Provided records:
┌────────

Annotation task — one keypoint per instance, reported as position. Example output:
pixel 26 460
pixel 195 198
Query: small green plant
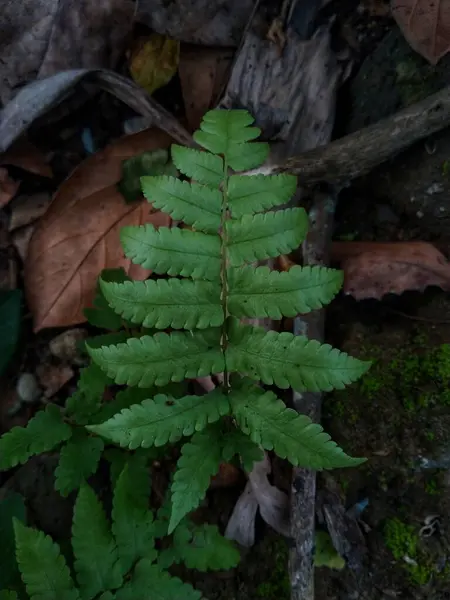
pixel 213 287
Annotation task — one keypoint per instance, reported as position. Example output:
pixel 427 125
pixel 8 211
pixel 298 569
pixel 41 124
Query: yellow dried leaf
pixel 154 61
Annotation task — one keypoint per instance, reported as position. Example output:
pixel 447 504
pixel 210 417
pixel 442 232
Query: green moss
pixel 277 585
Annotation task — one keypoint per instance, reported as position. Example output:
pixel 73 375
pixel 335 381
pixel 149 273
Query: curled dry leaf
pixel 374 269
pixel 79 234
pixel 425 25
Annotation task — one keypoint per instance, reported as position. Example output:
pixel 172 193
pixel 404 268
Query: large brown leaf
pixel 374 269
pixel 79 234
pixel 426 26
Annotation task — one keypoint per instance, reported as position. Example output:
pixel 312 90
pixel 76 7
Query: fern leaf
pixel 268 422
pixel 262 292
pixel 173 251
pixel 238 443
pixel 96 559
pixel 150 581
pixel 43 567
pixel 86 401
pixel 176 303
pixel 200 460
pixel 248 195
pixel 163 419
pixel 158 359
pixel 290 361
pixel 203 167
pixel 227 132
pixel 44 432
pixel 195 204
pixel 78 460
pixel 132 519
pixel 261 236
pixel 202 547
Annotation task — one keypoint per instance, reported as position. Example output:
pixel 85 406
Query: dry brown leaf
pixel 425 25
pixel 203 74
pixel 79 234
pixel 374 269
pixel 8 187
pixel 25 155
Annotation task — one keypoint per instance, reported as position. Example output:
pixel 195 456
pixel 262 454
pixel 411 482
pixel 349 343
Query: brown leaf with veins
pixel 425 25
pixel 374 269
pixel 79 234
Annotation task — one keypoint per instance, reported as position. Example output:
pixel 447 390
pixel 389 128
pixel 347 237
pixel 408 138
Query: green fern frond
pixel 262 292
pixel 78 460
pixel 96 558
pixel 132 524
pixel 227 132
pixel 200 460
pixel 173 251
pixel 268 422
pixel 195 204
pixel 42 566
pixel 290 361
pixel 163 419
pixel 203 167
pixel 161 358
pixel 265 235
pixel 44 432
pixel 238 443
pixel 248 195
pixel 176 303
pixel 150 579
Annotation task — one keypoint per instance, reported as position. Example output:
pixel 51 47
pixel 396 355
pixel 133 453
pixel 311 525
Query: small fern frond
pixel 248 195
pixel 132 524
pixel 78 460
pixel 200 460
pixel 176 303
pixel 290 361
pixel 227 132
pixel 265 235
pixel 173 251
pixel 151 581
pixel 44 432
pixel 195 204
pixel 163 419
pixel 268 422
pixel 43 568
pixel 262 292
pixel 96 559
pixel 158 359
pixel 203 167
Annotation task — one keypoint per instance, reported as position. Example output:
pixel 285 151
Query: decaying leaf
pixel 203 73
pixel 374 269
pixel 79 234
pixel 154 61
pixel 425 25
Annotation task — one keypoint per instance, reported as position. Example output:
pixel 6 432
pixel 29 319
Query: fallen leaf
pixel 154 61
pixel 79 234
pixel 203 73
pixel 26 156
pixel 8 187
pixel 374 269
pixel 425 25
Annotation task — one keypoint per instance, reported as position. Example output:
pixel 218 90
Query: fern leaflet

└────────

The response should hold exactly the lines starting at the line with "pixel 347 237" and ending at the line with "pixel 311 525", and no other line of the material above.

Finished task:
pixel 347 237
pixel 408 138
Query: green fern frond
pixel 262 292
pixel 78 460
pixel 96 558
pixel 132 524
pixel 227 132
pixel 200 460
pixel 173 251
pixel 268 422
pixel 195 204
pixel 42 566
pixel 290 361
pixel 163 419
pixel 203 167
pixel 161 358
pixel 265 235
pixel 44 432
pixel 238 443
pixel 248 195
pixel 176 303
pixel 150 579
Annotation task — one keypoint per instance, reported as position. Example output:
pixel 51 47
pixel 396 355
pixel 133 453
pixel 311 525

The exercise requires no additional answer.